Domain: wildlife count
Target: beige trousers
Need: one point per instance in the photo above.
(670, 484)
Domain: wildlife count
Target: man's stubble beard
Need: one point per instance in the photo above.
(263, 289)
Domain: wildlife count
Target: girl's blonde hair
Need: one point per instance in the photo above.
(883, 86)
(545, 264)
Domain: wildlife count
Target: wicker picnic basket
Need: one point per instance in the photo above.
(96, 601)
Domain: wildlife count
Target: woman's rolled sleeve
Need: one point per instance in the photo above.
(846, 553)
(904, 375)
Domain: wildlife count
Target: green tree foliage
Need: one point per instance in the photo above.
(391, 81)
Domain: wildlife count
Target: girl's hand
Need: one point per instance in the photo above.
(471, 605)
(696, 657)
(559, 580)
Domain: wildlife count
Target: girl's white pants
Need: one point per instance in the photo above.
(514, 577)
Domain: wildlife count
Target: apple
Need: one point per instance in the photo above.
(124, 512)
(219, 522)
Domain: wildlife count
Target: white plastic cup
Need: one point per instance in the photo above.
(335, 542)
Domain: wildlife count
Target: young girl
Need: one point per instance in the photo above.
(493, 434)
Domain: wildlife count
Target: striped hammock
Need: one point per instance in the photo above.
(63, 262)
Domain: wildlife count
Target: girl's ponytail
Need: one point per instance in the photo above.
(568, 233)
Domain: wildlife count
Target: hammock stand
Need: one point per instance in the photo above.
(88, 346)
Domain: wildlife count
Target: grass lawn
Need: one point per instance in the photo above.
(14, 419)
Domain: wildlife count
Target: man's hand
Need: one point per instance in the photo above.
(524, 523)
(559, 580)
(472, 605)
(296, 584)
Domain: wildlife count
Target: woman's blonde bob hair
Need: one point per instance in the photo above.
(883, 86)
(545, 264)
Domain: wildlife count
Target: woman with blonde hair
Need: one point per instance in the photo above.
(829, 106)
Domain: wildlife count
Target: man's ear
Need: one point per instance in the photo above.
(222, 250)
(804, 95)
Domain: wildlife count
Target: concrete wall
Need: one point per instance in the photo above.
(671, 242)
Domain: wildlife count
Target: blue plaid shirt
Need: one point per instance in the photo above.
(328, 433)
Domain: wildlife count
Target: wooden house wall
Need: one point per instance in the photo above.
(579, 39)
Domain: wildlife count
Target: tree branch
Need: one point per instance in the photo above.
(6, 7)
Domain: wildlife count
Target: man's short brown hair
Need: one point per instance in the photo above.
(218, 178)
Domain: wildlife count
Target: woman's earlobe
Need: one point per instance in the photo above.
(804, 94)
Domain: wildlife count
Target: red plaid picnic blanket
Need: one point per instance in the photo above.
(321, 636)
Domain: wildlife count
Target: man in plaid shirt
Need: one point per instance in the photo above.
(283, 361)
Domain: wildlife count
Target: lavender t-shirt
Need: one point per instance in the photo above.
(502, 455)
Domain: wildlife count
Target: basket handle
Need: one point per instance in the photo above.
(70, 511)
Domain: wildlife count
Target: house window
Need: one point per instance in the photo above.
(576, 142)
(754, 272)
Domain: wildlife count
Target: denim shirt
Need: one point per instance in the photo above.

═══

**WORK REQUEST**: Return, from the material above, each line holding the string "house".

**EXERCISE SOLUTION**:
Target: wooden house wall
Target: house window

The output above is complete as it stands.